# Aufgabe 1:
Prüfen Sie, ob die Aussagen (a), (b) und (c) mit dem Auszug zur Richtlinie 88/357/EWG übereinstimmen. Antworten Sie jeweils mit Ja oder Nein und zitieren Sie die entscheidenden Worte des Auszugs wörtlich.
(a) Die Richtlinie 88/357/EWG des Rates stammt vom 22. Juni 1988.
(b) Für die Auslegung des Begriffs Versicherungsnehmer kommt es darauf an, wie die Prämie innerhalb eines Konzerns in Rechnung gestellt wird.
(c) Das Gleiche gilt auch für zwei Gesellschaften desselben Konzerns, die nicht durch eine Mutter-Tochter-Beziehung verbunden sind.

Entscheidungsstichwort (Thema)
Schadenversicherung. Richtlinie 88/357/EWG. Begriffe der Niederlassung und des Staates, in dem das Risiko belegen ist
Beteiligte
Staatssecretaris van Financiën |
Tenor
1. Die Artikel 2 Buchstaben c und d letzter Gedankenstrich und 3 der Zweiten Richtlinie 88/357/EWG des Rates vom 22. Juni 1988 zur Koordinierung der Rechts- und Verwaltungsvorschriften für die Direktversicherung (mit Ausnahme der Lebensversicherung) und zur Erleichterung der tatsächlichen Ausübung des freien Dienstleistungsverkehrs sowie zur Änderung der Richtlinie 73/239/EWG lassen es zu, dass ein Mitgliedstaat bei einer in einem anderen Mitgliedstaat niedergelassenen juristischen Person Versicherungsteuer erhebt auf die von dieser juristischen Person an einen ebenfalls in einem anderen Mitgliedstaat niedergelassenen Versicherer gezahlten Prämien zur Deckung der betrieblichen Risiken ihrer in dem die Steuer erhebenden Mitgliedstaat niedergelassenen unmittelbaren oder mittelbaren Tochtergesellschaft. Das Gleiche gilt, wenn es sich bei der juristischen Person, die die Prämien gezahlt hat, und derjenigen, deren betriebliche Risiken gedeckt werden, um zwei Gesellschaften desselben Konzerns handelt, die in anderer Weise als durch eine Mutter-Tochter-Beziehung verbunden sind.
2. Für die Auslegung der Begriffe Versicherungsnehmer oder Mitgliedstaat, in dem das Risiko belegen ist im Sinne von Artikel 2 Buchstabe d letzter Gedankenstrich der Richtlinie 88/357 kommt es nicht darauf an, wie die Prämie für das versicherte Risiko innerhalb eines Konzerns in Rechnung gestellt oder gezahlt wird.

# Aufgabe 2:
Ermitteln Sie, wie viele Zeilen der Datensätze die Zeichenfolge „white“ enthalten, wobei Groß- und Kleinschreibung zu beachten ist. Geben Sie nur die Zahl an.

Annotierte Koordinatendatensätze

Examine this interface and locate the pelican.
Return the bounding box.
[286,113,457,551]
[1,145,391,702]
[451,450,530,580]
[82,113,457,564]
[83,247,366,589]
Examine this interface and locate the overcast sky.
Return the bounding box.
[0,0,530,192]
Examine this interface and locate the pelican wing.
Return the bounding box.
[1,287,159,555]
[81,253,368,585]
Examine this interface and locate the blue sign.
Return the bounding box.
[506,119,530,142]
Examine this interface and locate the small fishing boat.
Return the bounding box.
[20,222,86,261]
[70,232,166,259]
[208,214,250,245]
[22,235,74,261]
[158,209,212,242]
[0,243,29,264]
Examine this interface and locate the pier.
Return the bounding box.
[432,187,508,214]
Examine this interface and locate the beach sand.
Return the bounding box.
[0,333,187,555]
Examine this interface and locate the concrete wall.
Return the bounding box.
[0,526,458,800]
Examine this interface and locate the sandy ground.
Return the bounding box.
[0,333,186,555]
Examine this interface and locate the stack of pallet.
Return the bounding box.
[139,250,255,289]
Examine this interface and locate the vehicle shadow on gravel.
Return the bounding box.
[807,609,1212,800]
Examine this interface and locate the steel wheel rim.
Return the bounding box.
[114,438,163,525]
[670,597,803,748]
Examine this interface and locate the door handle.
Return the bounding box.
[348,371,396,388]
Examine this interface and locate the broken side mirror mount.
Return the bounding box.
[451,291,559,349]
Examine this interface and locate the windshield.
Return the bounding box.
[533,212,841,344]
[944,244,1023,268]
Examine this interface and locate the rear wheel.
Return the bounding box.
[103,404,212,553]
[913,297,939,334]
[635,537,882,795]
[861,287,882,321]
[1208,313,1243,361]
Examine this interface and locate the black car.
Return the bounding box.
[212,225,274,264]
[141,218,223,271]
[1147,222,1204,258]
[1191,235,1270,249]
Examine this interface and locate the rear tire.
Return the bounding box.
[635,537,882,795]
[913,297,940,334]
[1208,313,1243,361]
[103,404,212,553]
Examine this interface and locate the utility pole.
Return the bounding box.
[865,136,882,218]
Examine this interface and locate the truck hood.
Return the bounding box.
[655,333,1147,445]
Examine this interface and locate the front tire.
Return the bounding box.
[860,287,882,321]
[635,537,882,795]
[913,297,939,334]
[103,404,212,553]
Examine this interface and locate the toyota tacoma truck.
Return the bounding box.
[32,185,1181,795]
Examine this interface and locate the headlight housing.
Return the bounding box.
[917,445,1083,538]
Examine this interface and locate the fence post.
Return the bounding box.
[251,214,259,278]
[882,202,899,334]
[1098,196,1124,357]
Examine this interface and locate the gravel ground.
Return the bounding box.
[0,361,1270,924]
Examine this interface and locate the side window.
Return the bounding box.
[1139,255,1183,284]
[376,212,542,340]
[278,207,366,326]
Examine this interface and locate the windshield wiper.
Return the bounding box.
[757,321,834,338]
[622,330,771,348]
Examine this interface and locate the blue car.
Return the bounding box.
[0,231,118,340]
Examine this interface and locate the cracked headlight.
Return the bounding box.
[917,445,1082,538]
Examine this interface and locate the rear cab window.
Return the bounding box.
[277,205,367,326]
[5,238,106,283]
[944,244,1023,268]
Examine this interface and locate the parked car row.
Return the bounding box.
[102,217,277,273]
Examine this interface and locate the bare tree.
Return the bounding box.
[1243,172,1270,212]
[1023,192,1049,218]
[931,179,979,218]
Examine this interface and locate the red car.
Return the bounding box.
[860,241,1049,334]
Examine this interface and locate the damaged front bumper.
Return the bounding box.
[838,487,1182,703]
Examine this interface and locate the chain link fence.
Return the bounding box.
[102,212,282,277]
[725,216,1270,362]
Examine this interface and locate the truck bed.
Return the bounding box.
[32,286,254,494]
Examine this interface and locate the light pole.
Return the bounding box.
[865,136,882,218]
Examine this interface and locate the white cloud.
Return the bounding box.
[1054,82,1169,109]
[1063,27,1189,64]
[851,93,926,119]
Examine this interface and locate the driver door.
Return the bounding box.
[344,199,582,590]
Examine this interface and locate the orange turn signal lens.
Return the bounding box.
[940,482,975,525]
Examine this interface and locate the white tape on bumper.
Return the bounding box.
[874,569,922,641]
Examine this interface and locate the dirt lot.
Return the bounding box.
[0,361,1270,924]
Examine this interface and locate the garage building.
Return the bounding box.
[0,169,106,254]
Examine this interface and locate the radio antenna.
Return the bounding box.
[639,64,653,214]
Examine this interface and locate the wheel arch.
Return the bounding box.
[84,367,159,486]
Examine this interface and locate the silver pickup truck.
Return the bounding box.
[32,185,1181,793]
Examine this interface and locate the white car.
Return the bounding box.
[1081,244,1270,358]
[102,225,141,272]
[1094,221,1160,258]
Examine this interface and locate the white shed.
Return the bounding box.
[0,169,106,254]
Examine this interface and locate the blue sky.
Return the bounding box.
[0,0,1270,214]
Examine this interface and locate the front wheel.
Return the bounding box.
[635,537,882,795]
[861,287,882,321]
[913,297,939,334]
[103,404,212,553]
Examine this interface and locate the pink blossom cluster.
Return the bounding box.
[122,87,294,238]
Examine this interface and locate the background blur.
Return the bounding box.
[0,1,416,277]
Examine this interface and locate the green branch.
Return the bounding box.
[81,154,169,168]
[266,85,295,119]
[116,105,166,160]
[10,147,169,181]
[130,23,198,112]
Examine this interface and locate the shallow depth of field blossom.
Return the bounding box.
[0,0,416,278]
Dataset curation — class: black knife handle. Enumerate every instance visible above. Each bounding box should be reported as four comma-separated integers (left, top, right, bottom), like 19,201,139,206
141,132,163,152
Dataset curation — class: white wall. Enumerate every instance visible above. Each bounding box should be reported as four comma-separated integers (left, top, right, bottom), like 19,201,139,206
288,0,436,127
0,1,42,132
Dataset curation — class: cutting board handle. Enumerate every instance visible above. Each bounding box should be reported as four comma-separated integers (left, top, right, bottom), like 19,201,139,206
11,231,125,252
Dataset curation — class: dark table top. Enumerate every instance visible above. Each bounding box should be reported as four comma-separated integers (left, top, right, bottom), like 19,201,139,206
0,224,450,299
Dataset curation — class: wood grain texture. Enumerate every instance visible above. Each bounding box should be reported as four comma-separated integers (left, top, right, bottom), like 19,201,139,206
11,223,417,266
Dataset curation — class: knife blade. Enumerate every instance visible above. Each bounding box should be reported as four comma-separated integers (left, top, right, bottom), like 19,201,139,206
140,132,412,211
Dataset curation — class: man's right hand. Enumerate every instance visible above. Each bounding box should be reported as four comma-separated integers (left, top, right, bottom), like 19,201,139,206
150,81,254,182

# Richtige Antwort 1:
(a) Ja: „des Rates vom 22. Juni 1988“
(b) Nein: „kommt es nicht darauf an, wie die Prämie für das versicherte Risiko innerhalb eines Konzerns in Rechnung gestellt oder gezahlt wird“
(c) Ja: „Das Gleiche gilt, wenn es sich bei der juristischen Person, die die Prämien gezahlt hat, und derjenigen, deren betriebliche Risiken gedeckt werden, um zwei Gesellschaften desselben Konzerns handelt, die in anderer Weise als durch eine Mutter-Tochter-Beziehung verbunden sind.“

# Richtige Antwort 2:
5